[Region pointing data]
Segment Open
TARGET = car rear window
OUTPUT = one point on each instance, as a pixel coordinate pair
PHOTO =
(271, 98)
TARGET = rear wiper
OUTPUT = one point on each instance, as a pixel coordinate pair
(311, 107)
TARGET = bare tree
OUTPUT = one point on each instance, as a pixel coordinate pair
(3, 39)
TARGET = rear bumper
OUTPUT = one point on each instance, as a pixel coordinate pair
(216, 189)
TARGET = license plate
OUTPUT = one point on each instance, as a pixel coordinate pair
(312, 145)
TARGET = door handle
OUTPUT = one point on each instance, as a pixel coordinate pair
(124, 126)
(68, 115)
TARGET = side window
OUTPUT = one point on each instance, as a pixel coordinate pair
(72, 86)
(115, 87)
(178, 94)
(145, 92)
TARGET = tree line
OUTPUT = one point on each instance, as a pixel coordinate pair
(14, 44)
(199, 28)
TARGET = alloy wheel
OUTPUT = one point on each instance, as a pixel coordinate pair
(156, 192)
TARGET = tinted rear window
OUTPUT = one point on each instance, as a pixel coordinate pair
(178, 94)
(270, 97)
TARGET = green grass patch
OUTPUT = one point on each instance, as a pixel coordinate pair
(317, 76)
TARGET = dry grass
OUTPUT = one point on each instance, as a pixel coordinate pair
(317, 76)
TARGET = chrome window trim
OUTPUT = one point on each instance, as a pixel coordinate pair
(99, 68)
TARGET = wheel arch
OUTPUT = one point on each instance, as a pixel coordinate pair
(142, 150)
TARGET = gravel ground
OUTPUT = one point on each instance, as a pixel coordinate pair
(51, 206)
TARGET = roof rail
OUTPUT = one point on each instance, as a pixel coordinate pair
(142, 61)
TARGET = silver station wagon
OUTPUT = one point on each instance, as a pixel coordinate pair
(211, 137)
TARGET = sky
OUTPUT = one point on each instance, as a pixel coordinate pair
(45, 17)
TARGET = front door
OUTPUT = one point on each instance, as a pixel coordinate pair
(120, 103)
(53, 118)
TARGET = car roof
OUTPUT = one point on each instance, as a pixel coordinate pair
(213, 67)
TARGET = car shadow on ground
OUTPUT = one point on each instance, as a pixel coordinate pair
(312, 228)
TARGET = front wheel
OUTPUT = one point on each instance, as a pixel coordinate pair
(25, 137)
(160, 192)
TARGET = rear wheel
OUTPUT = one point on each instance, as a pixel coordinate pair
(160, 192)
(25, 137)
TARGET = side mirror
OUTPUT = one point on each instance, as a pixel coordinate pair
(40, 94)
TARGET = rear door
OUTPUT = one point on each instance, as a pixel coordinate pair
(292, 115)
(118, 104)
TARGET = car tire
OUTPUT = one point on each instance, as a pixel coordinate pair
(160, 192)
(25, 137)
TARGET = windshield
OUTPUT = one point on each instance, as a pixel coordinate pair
Segment Closed
| YOUR ASSIGNMENT |
Copy out each line of the data above, exactly, if it lies between the line holding "TARGET = car roof" and the line holding "TARGET = front wheel", inclusive; copy no other line.

| COMPLETED EXERCISE |
TARGET = car roof
OUTPUT = one point on each instance, as a pixel coordinate pair
(213, 67)
TARGET = car shadow on ground
OUTPUT = one point on each instance, as a pixel coordinate pair
(312, 228)
TARGET = front wheel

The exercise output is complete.